*** TEXT BLOCK ***

Ok, I was not talking about choosing plan. You can compare that to other consumer choices. However, choosing a plan really doesn't matter much in this lady situation and other situation where OON DRs and/or facility are used and you didn't have a choice to NOT use them. I was talking about "choosing" a facility / dr to care for your medical needs.
Ok when you are passed out you can you really make choices? The things that wipe out people is not the random visit to the doctor its stuff like heart attacks and cancer.
If you read the story you know that Obamacare took care of this lady and the SOLE gripe is that her maximum out of pocket didn't apply. The insurance paid the in-network rate for an out of network hospital. She had a major health problem, not a broken leg, racked up 350K at a hospital out of network and is stuck with less than half years salary.

*** End of TEXT BLOCK ***
*** THE DATA ***

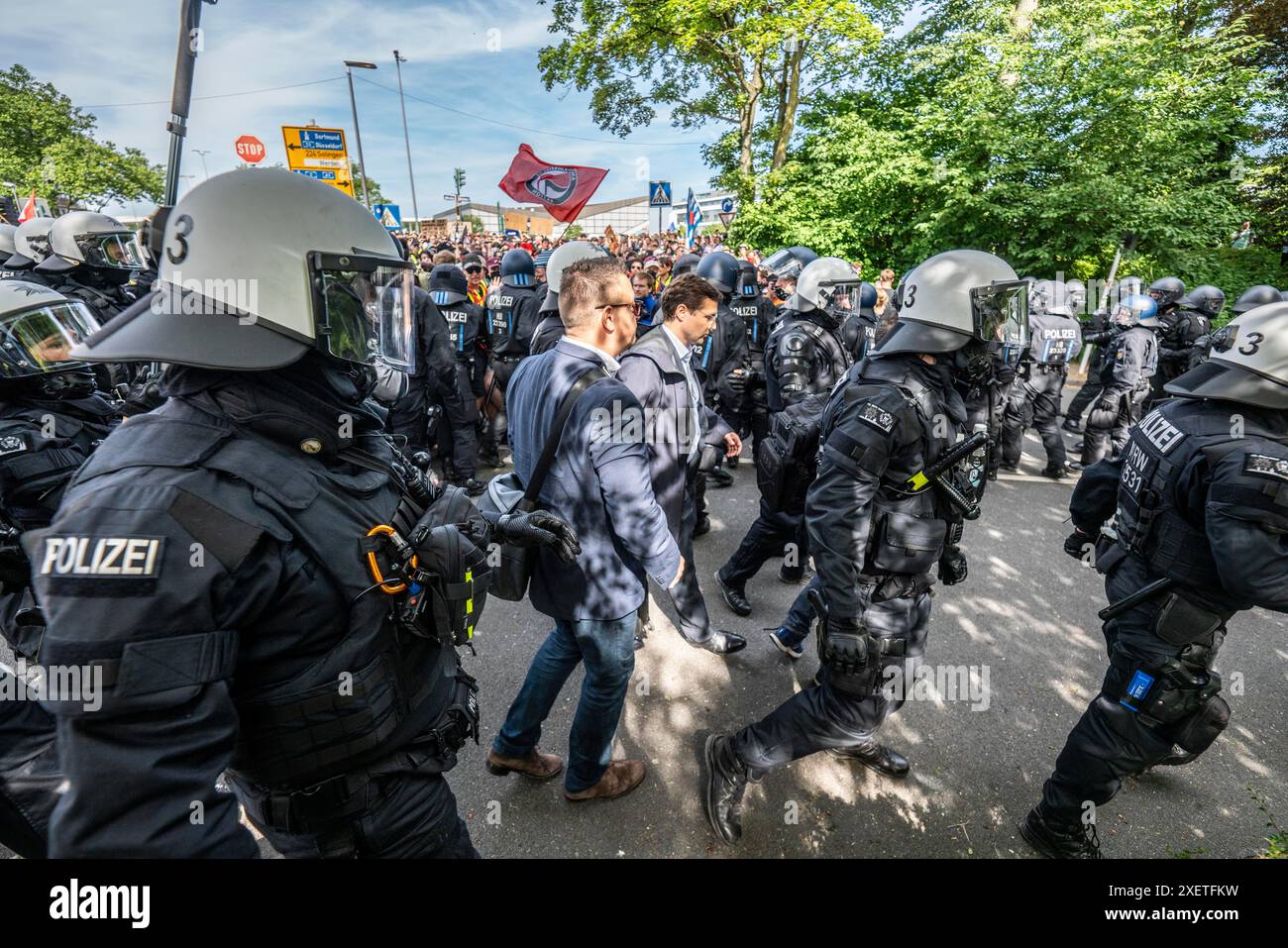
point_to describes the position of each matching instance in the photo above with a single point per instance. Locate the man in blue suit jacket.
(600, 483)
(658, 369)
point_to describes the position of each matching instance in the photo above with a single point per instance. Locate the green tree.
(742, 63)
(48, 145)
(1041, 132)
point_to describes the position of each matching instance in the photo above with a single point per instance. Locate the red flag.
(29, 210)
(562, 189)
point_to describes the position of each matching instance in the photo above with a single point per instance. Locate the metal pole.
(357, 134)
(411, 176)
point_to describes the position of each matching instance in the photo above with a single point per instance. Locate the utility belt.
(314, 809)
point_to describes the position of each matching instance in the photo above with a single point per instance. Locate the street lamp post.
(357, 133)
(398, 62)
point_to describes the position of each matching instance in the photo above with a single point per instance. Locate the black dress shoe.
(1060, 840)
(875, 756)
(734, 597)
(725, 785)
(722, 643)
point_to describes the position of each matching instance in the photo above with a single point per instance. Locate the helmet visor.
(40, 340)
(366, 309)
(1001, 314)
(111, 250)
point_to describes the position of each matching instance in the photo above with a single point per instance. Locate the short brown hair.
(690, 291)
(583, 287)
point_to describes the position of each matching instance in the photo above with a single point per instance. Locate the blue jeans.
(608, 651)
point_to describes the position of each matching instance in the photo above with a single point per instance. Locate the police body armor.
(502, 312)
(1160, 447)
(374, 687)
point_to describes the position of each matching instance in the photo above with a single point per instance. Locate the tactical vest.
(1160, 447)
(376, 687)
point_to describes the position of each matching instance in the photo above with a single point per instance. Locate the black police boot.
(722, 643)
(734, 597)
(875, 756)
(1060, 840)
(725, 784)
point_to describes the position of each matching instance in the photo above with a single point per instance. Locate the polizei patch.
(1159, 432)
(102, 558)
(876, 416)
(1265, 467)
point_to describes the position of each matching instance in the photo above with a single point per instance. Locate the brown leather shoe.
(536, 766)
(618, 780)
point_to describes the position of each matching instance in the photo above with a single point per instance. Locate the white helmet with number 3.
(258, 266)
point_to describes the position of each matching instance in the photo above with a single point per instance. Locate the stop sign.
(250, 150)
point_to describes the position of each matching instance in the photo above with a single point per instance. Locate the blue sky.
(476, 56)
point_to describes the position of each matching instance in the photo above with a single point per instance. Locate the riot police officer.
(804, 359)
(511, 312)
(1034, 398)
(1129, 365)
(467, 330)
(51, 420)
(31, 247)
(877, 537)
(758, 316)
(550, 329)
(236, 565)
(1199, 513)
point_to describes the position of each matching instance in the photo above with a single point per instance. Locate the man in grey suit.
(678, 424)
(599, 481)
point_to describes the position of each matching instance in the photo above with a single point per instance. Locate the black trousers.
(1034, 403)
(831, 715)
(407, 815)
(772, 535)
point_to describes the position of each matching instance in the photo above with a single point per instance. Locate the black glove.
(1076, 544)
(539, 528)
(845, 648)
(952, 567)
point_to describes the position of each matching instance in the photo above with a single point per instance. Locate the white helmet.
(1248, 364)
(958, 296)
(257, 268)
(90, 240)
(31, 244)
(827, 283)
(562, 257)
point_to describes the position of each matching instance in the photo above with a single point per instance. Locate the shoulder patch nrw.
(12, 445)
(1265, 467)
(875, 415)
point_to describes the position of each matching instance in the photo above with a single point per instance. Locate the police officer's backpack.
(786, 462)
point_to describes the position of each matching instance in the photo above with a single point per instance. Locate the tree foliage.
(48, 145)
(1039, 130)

*** End of THE DATA ***

• _EXERCISE_:
Answer these questions from the insurance discussion.
1. Which health events does the discussion say wipe people out?
2. What was the woman's sole gripe?
3. How much did she run up at the out-of-network hospital?

• _OUTPUT_:
1. Heart attacks and cancer.
2. Her maximum out of pocket didn't apply.
3. 350K.